§ Document extract:
▼

The fate of a French impressionist painting once stolen by the Nazis from a Jewish woman is in question once again now that the U.S. Supreme Court has revived an old case.  The justices have decided that the case should be reconsidered under a California law passed last year.  It aims to strengthen the claims of Holocaust survivors and their families seeking to recover stolen art.  The descendants of the Jewish woman from whom the Nazis stole the painting now live in California.  The work of art is in the hands of a museum in Spain. 

An abortion advocacy group wants states to stop requiring clinics to file reports on every abortion.  The Guttmacher Institute claims that Republicans might use such information against both abortion doctors and patients.  Pro-life advocates reject that charge and accuse Guttmacher of seeking to hide what abortion doctors and clinics are doing.  Meanwhile, Michigan has halted required reporting on abortions. Minnesota has removed some required information, such as the marital status, race and ethnicity of women having abortions.

▲

§ Questions:
**A)** According to the news briefs, who currently holds the French impressionist painting?
**B)** List every U.S. state named in the news briefs.
**C)** Write the next part of the news briefs, picking up after their final sentence.

§ Data section:
▼

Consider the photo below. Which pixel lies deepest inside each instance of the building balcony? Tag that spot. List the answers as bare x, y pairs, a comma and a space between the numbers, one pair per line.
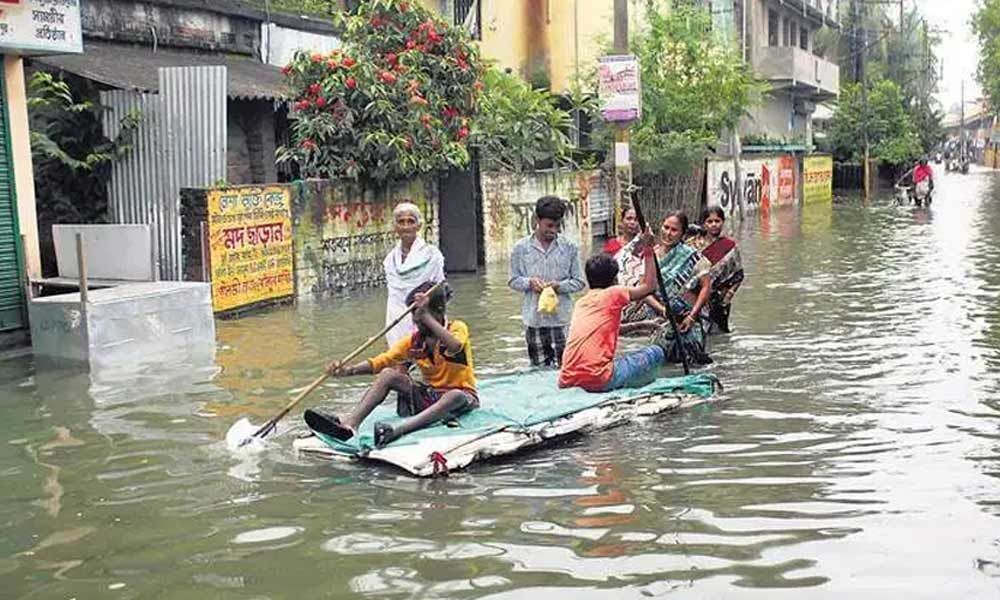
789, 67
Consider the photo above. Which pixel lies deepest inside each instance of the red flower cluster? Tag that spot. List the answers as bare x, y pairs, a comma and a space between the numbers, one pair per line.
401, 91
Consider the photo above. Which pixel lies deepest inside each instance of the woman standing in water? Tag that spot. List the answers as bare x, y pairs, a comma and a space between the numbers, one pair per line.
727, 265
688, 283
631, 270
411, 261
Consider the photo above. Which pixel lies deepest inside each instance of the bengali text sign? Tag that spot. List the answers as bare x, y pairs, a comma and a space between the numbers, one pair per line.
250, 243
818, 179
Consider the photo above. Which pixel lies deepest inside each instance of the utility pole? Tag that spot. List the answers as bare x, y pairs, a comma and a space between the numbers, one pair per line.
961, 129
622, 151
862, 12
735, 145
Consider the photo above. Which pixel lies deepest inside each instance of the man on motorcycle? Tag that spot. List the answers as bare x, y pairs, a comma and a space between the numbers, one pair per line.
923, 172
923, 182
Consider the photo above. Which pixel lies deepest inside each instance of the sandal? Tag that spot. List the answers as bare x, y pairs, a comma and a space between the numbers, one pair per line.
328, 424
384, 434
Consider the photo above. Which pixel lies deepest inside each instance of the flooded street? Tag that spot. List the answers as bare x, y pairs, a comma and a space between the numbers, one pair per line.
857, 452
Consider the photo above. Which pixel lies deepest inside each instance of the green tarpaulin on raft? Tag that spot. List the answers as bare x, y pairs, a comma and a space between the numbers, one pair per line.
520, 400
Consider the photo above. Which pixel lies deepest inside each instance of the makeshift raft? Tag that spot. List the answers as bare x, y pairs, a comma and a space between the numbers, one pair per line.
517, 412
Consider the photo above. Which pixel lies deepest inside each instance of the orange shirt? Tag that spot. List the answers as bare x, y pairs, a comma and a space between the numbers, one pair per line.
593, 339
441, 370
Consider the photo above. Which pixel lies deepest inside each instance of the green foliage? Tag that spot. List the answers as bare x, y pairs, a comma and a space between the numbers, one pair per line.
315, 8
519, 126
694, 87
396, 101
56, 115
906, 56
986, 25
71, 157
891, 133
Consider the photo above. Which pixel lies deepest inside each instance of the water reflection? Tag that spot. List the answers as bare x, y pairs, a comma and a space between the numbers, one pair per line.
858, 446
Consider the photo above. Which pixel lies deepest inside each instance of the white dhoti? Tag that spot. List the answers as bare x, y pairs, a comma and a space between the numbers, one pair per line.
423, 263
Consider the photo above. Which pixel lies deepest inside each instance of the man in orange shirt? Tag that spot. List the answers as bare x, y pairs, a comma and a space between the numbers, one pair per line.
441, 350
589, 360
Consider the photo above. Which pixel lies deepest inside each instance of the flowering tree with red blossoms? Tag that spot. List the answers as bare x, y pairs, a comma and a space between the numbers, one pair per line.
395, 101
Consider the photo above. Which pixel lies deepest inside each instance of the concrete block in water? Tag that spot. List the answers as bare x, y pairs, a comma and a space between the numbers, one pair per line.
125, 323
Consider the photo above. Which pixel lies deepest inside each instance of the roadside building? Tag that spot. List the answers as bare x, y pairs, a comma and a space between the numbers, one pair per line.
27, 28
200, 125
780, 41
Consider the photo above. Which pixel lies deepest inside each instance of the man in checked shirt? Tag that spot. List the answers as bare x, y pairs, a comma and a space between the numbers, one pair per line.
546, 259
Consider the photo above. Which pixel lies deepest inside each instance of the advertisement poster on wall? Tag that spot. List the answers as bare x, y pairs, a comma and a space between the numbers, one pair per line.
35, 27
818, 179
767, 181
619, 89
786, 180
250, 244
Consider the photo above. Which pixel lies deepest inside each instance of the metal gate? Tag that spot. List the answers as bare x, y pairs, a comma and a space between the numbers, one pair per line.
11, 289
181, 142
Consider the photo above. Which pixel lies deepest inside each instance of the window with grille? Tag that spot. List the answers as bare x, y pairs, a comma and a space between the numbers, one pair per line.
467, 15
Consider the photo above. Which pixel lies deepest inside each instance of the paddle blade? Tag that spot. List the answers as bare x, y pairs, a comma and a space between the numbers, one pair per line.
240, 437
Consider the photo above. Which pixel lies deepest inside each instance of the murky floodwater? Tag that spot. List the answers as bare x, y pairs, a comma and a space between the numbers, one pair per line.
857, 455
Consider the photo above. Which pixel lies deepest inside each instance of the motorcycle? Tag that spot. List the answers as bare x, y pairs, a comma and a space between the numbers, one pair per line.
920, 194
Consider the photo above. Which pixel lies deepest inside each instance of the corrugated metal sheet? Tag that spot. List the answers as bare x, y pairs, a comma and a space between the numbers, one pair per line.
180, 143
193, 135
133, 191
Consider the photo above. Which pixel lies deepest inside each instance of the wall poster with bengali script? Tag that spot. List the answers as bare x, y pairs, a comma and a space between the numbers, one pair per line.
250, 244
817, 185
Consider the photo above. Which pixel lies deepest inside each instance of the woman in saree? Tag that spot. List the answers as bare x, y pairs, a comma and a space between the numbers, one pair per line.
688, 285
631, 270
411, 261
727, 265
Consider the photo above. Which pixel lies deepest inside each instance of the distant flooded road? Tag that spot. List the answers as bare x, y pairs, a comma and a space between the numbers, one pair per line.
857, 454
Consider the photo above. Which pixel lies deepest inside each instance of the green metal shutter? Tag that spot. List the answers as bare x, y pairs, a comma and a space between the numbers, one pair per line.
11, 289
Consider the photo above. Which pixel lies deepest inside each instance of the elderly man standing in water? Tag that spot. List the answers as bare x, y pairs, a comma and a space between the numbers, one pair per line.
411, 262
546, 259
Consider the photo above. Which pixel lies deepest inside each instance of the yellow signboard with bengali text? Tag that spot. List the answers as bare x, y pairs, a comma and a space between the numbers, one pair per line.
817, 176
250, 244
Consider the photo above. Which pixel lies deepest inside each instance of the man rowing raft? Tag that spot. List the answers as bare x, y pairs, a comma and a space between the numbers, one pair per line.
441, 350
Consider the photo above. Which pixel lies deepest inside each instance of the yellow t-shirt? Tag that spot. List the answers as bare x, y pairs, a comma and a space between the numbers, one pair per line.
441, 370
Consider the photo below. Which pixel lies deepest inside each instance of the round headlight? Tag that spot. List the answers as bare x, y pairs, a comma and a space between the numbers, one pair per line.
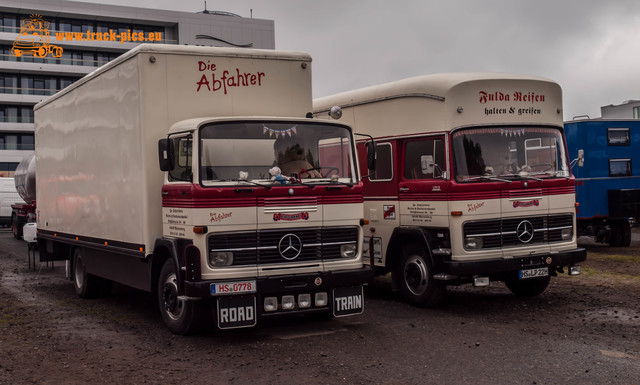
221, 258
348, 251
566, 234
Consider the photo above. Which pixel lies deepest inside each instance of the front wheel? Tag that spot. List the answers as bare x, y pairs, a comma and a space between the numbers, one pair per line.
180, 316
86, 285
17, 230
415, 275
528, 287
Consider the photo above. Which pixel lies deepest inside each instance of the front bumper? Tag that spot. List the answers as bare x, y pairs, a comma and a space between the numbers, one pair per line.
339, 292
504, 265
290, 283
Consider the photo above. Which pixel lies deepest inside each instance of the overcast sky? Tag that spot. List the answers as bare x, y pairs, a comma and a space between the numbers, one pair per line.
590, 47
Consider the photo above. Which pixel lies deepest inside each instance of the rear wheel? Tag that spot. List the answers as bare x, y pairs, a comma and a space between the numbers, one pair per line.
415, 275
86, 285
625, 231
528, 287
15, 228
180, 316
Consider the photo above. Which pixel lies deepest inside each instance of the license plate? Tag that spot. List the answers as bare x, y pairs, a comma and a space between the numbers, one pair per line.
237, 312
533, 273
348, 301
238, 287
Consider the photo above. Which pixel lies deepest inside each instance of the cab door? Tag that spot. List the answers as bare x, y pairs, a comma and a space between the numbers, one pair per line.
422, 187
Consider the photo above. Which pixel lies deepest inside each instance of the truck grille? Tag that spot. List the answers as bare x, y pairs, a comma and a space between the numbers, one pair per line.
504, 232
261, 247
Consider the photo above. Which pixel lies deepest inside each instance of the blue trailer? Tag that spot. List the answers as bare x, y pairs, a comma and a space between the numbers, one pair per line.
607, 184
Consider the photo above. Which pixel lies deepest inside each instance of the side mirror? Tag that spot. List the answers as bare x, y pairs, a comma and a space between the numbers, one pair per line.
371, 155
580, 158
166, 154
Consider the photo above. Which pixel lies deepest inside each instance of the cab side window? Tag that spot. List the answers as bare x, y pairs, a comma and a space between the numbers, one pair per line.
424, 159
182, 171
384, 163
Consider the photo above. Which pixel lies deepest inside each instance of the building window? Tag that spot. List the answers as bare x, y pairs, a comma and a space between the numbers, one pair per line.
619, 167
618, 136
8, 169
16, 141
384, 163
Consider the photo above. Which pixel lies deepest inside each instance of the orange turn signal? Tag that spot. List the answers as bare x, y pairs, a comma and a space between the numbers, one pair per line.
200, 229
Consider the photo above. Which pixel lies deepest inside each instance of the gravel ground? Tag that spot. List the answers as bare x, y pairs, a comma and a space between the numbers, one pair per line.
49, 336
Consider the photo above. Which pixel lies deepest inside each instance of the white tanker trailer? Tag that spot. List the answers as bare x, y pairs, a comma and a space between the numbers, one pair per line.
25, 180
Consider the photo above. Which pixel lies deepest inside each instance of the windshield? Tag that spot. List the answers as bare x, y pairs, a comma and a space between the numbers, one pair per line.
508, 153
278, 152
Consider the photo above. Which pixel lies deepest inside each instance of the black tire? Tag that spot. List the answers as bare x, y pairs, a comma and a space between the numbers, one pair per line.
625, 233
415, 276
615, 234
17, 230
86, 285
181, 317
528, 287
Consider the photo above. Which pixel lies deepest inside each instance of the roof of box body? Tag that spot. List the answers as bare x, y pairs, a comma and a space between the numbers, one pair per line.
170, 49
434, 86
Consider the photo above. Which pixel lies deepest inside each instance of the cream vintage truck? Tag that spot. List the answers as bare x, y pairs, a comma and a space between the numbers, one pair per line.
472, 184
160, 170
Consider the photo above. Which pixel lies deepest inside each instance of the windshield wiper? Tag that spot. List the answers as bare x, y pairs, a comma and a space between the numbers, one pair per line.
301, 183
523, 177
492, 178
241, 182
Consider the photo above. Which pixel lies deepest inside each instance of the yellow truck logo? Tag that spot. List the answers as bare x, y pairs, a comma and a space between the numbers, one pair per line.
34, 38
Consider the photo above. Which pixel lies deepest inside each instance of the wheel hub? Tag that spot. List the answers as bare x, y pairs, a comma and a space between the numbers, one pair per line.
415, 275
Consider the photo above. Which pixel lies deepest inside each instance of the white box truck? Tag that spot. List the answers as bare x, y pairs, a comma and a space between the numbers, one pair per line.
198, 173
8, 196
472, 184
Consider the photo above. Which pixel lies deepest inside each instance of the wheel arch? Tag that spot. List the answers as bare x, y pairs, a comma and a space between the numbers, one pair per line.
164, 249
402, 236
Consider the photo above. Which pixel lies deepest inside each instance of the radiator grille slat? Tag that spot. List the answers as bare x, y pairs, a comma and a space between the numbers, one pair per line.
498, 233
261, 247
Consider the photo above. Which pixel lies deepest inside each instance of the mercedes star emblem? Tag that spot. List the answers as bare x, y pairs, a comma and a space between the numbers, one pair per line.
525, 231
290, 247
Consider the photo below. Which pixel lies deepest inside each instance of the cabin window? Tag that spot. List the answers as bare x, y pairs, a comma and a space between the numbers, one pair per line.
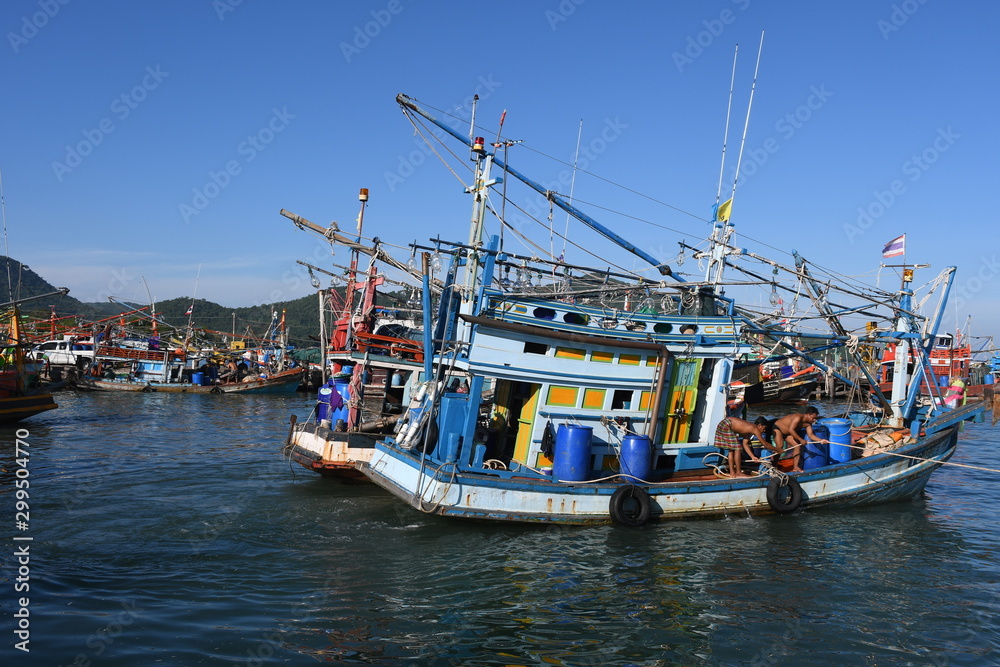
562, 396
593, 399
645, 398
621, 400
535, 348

▲

§ Written responses:
**A)** A museum in Spain.

**B)** California, Michigan, Minnesota

**C)**
St. Paul’s Lutheran church in Helsinki has held the first service in Finland created mostly by artificial intelligence.  The congregation watched a dialogue between Christ and Satan play out on a large screen in the sanctuary.  Also addressing the flock during the evening service were avatars of the church’s pastors and a former president of Finland who died in 1986.  The widely advertised experimental service drew over 120 people.  Worshippers said they enjoyed it but agreed it wouldn’t replace services led by humans anytime soon.